Set task 1:
Answer these questions from the forum thread on the branches of government:
(a) How many senators does each state get in one house?
(b) What does the President issue, according to Gelston?
(c) Since which case has judicial review existed, according to Warriorbird?
Set task 2:
In the forum thread on the branches of government, retype the passage starting with "He looks at" and going on through "regional, non anything....".
Set task 3:
Turn the paragraph of the forum thread on the branches of government that begins "well when the US was itty bitty" into a short bulleted list that keeps its main facts.

Selected text:
This is the way I learned it:

3 branches of government and each is a check and balance on the other;

Branch #1

congress is made of 2 houses

why?

well when the US was itty bitty we had a bunch of itty bitty states (NE States), then we started to get great big states. So to make everyone happy and equal we split the diff, you get two senators for your state in one house and a representative for the population of your area in your state in the other house.

By the way, I personally disagree with this now. It was meant so that a person from a region would travel to Washington and vote how the region wanted. We all know that is no longer the case.

Congress drafts bills and sends them to president to get signed. Once signed it is now a law of the land.

Branch #2

The President

He looks at bills that are sent to him and decides if this is good or bad. If good he signs, if bad he vetoes and sends back to Congress. Congress can FU to Pres and overturn his veto if 2/3 agree


Branch #3

The Supreme Court

In my opinion the only branch that should be non political, non regional, non anything....
Their only job is to make sure that laws that come from the other branches, agree with the constitution.

This is no longer the case, now the Supreme Court and the President make more laws than Congress.

I am not eloquent, so I found someone to say this better:


https://www.youtube.com/watch?v=tyeJ55o3El0

Androidpk
11-10-2014, 11:45 PM
So what exactly do you need help with?

zzentar
11-11-2014, 12:00 AM
when did president get to make laws? and when did supreme court get to change laws?

Gelston
11-11-2014, 12:06 AM
The Supreme Court doesn't "make" any laws at all. The President doesn't make laws either. He issues executive orders, which have to jive with pre existing laws and, of course, be constitutional.

Androidpk
11-11-2014, 12:09 AM
It has been interpreted, by some, that under article II of the constitution that the president can make executive orders under certain conditions. And the supreme court has always been able to rule a law unconstitutional. That is basically their main function.

zzentar
11-11-2014, 12:13 AM
It has been interpreted, by some, that under article II of the constitution that the president can make executive orders under certain conditions. And the supreme court has always been able to rule a law unconstitutional. That is basically their main function.

Supreme court has only one, 1, job. They are tasked to make sure that laws, passed by congress and signed by the President are in line with the Constitution of the U.S.

Androidpk
11-11-2014, 12:19 AM
Supreme court has only one, 1, job. They are tasked to make sure that laws, passed by congress and signed by the President are in line with the Constitution of the U.S.

Not just that. They also check the constitutionality of presidential actions as well as state laws.

Warriorbird
11-11-2014, 12:23 AM
Judicial review has existed since Marbury vs. Madison. Without it the Court would not be an equal branch of government. Our America would not be our America and might not exist.

zzentar
11-11-2014, 12:28 AM
As I said I am no scholar but I think I said this but maybe not so well:

The supreme court has this job and this job only;

Judicial review is the doctrine under which legislative and executive actions are subject to review by the judiciary. A court with judicial review power may invalidate government laws and decisions that are incompatible with a higher authority, such as the terms of a written constitution.

Dataset entries:

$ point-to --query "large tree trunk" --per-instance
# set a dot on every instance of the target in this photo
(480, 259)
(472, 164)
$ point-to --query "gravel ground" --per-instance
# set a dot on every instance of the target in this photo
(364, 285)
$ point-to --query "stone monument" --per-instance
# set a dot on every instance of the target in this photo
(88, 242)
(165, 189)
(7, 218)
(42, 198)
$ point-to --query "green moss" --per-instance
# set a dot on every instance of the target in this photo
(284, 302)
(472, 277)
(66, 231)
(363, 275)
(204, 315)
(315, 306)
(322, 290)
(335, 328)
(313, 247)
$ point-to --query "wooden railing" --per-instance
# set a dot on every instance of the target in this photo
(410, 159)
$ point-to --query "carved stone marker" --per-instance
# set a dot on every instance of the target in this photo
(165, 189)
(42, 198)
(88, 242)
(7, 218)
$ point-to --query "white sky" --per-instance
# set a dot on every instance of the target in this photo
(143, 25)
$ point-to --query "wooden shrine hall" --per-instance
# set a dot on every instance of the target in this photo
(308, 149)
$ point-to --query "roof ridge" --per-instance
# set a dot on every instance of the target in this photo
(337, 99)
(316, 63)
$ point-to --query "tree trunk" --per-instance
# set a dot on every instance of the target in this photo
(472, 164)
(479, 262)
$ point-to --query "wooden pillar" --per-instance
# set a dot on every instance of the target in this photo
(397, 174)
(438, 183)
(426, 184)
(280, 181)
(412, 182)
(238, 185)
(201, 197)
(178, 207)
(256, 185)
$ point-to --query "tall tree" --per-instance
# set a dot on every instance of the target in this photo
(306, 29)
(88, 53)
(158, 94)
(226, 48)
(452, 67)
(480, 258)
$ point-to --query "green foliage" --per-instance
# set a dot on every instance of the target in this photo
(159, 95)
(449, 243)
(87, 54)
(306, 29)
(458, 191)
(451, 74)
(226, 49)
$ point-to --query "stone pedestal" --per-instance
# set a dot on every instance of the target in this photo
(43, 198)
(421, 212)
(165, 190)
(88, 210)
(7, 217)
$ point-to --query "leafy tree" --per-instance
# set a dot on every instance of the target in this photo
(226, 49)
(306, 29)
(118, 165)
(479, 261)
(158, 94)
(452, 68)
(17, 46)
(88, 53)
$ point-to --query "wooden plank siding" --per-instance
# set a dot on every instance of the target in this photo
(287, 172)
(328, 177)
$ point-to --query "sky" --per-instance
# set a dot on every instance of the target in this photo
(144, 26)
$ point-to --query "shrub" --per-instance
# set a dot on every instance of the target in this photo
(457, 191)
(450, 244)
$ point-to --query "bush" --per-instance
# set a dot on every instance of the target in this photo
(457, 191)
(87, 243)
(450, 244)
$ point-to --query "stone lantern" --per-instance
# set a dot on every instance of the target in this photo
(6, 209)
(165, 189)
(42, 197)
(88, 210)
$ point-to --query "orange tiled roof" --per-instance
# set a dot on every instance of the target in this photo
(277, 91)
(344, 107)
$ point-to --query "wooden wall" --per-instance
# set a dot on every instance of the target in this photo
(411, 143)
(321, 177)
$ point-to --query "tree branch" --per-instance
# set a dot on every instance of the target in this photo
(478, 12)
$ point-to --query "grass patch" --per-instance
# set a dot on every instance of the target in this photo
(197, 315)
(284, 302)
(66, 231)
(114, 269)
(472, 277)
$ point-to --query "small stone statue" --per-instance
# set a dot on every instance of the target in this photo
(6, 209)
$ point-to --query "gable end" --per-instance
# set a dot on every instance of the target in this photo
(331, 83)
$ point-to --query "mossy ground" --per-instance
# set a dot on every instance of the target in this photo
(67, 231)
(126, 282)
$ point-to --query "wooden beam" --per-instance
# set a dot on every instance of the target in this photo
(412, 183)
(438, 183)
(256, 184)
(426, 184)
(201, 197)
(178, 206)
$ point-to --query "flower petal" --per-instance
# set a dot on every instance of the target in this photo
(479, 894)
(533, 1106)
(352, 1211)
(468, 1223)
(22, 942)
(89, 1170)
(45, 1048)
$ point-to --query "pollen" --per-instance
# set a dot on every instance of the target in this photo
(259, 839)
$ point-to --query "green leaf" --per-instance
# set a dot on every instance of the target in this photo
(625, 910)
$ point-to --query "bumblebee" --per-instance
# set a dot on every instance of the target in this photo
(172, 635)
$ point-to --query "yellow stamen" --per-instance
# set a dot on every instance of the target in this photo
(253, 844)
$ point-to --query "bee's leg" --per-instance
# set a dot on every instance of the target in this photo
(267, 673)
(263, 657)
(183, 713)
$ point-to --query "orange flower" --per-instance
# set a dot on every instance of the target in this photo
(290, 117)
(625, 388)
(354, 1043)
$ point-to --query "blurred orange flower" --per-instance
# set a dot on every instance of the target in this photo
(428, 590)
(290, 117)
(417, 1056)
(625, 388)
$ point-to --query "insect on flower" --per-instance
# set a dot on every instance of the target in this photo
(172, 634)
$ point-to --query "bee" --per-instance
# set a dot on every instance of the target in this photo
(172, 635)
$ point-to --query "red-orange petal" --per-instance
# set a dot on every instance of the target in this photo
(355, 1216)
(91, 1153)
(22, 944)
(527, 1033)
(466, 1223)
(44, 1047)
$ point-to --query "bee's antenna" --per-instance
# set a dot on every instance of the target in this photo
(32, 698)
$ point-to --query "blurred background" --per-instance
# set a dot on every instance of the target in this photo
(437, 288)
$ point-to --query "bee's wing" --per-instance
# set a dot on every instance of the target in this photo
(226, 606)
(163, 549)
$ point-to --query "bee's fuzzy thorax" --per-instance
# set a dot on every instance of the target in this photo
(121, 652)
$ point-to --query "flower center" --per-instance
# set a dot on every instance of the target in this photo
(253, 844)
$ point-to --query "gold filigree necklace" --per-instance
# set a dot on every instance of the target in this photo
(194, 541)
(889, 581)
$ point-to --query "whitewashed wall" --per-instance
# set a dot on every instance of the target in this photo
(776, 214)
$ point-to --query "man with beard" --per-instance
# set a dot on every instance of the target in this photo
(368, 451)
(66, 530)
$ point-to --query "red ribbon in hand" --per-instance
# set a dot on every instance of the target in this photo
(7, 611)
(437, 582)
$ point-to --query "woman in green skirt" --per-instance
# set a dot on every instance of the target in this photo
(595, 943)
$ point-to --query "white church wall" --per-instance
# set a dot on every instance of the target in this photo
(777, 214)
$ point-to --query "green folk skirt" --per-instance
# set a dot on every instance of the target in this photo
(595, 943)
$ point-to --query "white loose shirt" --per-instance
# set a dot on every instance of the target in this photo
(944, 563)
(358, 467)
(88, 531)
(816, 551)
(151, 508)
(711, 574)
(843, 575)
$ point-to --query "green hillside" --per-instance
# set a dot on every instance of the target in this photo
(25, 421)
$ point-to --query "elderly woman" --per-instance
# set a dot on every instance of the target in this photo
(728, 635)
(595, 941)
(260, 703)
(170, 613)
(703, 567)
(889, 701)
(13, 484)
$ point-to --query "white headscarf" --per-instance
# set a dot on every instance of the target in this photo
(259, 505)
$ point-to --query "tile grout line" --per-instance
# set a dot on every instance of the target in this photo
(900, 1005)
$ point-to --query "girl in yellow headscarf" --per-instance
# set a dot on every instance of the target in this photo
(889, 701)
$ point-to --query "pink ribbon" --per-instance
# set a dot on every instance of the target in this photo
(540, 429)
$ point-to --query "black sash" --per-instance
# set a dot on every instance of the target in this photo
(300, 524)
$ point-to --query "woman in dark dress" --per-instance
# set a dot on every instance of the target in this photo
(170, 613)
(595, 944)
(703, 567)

Complete answer 1:
(a) Two.
(b) Executive orders.
(c) Marbury vs. Madison.

Complete answer 2:
He looks at bills that are sent to him and decides if this is good or bad. If good he signs, if bad he vetoes and sends back to Congress. Congress can FU to Pres and overturn his veto if 2/3 agree


Branch #3

The Supreme Court

In my opinion the only branch that should be non political, non regional, non anything....

Complete answer 3:
- The early US had many small states (the NE States), and large states came later.
- To keep everyone happy and equal, the difference was split between two houses.
- In one house, each state gets two senators.
- In the other house, a representative stands for the population of an area within the state.